ACTIVITY.
Show every line of the data where the word "pink" can be found.

DATASET EXTRACT.
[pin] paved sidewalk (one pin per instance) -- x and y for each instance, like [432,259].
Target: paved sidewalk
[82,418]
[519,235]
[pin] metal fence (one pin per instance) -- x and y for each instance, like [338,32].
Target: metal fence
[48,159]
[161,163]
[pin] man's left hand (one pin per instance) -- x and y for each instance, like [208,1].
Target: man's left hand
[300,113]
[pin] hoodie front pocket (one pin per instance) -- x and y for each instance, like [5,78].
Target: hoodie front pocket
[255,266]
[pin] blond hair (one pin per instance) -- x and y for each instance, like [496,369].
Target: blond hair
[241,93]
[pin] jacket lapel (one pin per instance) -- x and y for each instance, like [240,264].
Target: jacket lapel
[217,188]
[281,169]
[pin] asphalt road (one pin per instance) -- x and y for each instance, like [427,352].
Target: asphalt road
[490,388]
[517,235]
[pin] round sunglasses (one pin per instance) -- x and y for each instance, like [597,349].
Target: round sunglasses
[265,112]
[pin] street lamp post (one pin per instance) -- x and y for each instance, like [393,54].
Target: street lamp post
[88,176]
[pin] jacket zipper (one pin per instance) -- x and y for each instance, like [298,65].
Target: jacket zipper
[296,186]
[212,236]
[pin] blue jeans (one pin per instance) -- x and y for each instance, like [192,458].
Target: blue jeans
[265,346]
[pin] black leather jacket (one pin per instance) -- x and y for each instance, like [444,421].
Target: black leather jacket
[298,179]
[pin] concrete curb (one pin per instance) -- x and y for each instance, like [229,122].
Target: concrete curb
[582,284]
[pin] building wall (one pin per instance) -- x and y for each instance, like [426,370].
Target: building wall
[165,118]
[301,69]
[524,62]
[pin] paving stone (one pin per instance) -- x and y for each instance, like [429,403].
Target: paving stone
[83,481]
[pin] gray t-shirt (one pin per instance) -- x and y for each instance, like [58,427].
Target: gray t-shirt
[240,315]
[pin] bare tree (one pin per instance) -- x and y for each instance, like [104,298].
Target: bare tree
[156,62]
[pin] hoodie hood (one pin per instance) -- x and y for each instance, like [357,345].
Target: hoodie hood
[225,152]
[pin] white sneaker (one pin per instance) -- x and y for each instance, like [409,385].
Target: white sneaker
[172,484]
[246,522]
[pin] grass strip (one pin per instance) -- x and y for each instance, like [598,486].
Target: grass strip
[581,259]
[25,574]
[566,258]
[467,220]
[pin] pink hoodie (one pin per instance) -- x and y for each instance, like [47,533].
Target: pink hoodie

EXERCISE RESPONSE.
[pin] pink hoodie (one pin per instance) -- x and y for each instance, like [47,533].
Target: pink hoodie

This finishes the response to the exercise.